__To do__:
**a)** Print the passage of the electric shock safety flash between "Electric shock near-miss" and "vehicle (ROV) tether.", inclusive, word for word.
**b)** Please carry on writing the electric shock safety flash from the point where it stops.

++++ Page extract ++++

Electric shock near-miss

  • Safety Flash
  • Published on 2 June 2009
  • Generated on 8 December 2025
  • IMCA SF 07/09
  • 3 minute read

A Member has reported an incident in which an employee sustained an electrical shock whilst re-routing a work class remotely operated vehicle (ROV) tether. 

What happened?

The ROV and tether management system (TMS) have separate electrical supplies and separate electrical circuits. At no point in the operation was power ever supplied to the ROV through the soft tether either deliberately or accidentally.

The ROV electrical power was isolated and locked off in order to allow ROV personnel to remove the tether from the vehicle. The TMS power supply was not locked off, in order to allow spooling to take place. Prior to removing the tether from the ROV, technicians used the correct test equipment and earthing equipment to ensure that there was no electrical power at the topside power distribution junction box and at the subsea ROV junction box.

During the rerouting operation the TMS single phase power was energised to pay out the tether. At this point an ROV technician received an electric shock to his wrist between his glove and coverall. On investigation it was found that, with the TMS single phase power energised, 360V AC was seen on the vehicle end of the ROV umbilical instrument conductors. When the TMS single phase was switched off it was then noticed the 360V AC had dropped to zero volts. All of the wiring was as per specification, no wires were crossed.

No injury was sustained and no medical treatment was required.

high voltage (HV) junction box with earthing equipment attached

high voltage (HV) junction box with earthing equipment attached

What were the causes?

Following investigation, the following points were noted:

  • A toolbox talk was carried out where the operation and safety aspects were discussed.

  • The immediate cause of the electric shock was the ROV technician coming into contact with a conductor at the end of the ROV tether.

  • This conductor, whilst isolated from a direct power source, was identified as having an induced voltage present. The voltage was induced in the main lift umbilical on the deck winch.

++++ Listed entries ++++

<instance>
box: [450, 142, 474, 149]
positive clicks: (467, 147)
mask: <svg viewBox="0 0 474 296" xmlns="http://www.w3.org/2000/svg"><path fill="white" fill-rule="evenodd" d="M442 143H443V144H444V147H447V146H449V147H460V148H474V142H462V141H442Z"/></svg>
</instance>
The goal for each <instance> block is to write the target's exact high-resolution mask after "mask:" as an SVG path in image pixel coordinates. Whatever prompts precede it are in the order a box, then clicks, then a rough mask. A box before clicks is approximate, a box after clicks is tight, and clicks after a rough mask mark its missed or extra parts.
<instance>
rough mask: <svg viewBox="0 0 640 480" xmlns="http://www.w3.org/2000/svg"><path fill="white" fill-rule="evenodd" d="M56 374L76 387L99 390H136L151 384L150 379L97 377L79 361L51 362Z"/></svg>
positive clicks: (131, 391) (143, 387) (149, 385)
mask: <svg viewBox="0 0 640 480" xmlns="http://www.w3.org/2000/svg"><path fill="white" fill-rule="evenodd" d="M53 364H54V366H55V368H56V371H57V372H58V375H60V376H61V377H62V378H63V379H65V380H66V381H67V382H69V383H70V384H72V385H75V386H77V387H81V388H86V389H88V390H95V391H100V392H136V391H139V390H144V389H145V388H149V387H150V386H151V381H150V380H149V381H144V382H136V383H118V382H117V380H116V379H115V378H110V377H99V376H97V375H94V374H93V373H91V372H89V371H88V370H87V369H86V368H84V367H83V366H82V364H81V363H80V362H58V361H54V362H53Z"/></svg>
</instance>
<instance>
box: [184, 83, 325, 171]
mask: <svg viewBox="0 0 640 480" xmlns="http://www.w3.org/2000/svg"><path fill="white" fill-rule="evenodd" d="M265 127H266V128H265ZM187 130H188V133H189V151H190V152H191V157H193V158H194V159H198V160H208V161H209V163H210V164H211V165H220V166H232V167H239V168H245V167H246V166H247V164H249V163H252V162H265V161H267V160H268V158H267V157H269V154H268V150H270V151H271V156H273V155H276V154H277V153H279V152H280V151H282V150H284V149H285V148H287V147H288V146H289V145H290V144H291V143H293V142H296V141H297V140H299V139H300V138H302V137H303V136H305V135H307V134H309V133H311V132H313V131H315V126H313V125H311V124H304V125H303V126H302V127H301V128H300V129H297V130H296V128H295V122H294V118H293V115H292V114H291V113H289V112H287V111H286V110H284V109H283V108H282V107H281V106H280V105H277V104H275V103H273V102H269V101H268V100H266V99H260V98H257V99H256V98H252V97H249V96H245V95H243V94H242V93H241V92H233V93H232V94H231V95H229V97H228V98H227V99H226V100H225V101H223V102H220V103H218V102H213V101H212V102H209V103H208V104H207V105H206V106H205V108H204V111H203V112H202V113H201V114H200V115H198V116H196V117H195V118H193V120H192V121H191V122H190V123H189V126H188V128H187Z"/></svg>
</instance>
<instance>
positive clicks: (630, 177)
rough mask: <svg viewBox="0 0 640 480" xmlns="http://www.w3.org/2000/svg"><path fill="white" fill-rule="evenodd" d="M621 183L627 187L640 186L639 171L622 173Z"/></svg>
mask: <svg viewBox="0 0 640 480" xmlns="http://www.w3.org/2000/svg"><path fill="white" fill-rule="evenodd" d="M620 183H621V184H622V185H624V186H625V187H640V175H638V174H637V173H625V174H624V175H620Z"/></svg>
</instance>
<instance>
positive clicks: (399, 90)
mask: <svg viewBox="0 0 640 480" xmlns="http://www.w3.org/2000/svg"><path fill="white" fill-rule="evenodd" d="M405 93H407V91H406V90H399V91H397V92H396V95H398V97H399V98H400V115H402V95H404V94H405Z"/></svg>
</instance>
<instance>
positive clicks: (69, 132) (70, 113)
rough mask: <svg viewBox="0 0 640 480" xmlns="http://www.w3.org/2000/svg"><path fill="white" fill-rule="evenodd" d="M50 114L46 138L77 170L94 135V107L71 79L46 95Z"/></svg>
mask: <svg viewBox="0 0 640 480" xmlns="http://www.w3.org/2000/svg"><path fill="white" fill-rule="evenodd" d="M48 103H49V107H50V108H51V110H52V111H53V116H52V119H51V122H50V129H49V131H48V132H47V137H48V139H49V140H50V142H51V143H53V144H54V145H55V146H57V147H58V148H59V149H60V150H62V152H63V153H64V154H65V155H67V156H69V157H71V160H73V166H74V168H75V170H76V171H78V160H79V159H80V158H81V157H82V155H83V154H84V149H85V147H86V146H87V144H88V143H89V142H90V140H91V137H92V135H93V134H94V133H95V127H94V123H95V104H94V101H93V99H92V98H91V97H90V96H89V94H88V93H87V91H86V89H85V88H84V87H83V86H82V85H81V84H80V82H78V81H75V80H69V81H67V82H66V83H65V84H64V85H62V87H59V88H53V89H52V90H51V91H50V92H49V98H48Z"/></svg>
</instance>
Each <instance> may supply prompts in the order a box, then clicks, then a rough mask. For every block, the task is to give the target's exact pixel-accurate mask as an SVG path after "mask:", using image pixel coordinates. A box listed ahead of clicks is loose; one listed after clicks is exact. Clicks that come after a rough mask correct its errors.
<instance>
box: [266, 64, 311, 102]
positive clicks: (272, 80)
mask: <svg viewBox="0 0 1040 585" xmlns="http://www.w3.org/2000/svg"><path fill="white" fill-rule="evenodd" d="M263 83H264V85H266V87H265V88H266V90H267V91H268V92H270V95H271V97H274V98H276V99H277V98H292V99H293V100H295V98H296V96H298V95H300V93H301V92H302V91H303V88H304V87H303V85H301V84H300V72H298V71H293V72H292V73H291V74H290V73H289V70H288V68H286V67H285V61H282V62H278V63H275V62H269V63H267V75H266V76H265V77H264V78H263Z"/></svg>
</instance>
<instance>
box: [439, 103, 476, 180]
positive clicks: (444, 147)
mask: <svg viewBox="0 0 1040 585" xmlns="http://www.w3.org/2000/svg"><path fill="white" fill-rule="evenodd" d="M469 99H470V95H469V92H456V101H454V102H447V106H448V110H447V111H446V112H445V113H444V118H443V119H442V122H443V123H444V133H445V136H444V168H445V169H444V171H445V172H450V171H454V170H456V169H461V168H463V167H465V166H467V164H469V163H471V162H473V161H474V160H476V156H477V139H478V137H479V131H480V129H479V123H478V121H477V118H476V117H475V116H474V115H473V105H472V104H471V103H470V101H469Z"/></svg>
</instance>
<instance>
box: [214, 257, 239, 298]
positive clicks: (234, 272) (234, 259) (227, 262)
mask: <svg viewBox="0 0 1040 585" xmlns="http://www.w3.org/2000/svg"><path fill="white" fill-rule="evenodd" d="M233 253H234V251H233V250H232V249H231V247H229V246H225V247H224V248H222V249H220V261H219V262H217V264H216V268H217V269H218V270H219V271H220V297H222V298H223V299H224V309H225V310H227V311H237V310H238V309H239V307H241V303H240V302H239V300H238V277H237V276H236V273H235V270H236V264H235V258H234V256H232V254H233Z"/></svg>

++++

__Answers by item number__:
**a)**
Electric shock near-miss

  • Safety Flash
  • Published on 2 June 2009
  • Generated on 8 December 2025
  • IMCA SF 07/09
  • 3 minute read

A Member has reported an incident in which an employee sustained an electrical shock whilst re-routing a work class remotely operated vehicle (ROV) tether.

**b)**
  • One of the functions of the earthing equipment was to tie conductors to earth and eliminate any induced voltage that may be present. On this occasion, two of the clips of the earthing equipment had become dislodged. The ‘crocodile’ clip arrangement was found not to be a secure method of attaching such a safety critical device.

  • Some of the persons involved with this earthing equipment had not fully understood the criticality of the equipment, particularly in the case of high voltage (3000 V) and a long umbilical (3300 m). Nevertheless, this equipment was correctly used and all appropriate procedures were followed.

  • Personnel needed to be more aware of induced voltages and their potential to be fatal. The umbilical manufacturer confirmed that the induced voltage found in this tether was potentially fatal rather than superficial as some of the persons involved had thought.

Actions and lessons learnt

The company has made the following recommendations and corrective actions:

  • Improve design of earthing equipment in such a way as to remove the possibility of inadvertent disconnection.

  • Follow up with the manufacturer to include start up, induced voltage and isolation in training course material.

  • Ensure all personnel working on work class ROV systems have completed HV training courses.

  • Ensure signage is posted at all high voltage junction boxes warning of HV dangers and necessity to use appropriate earthing equipment.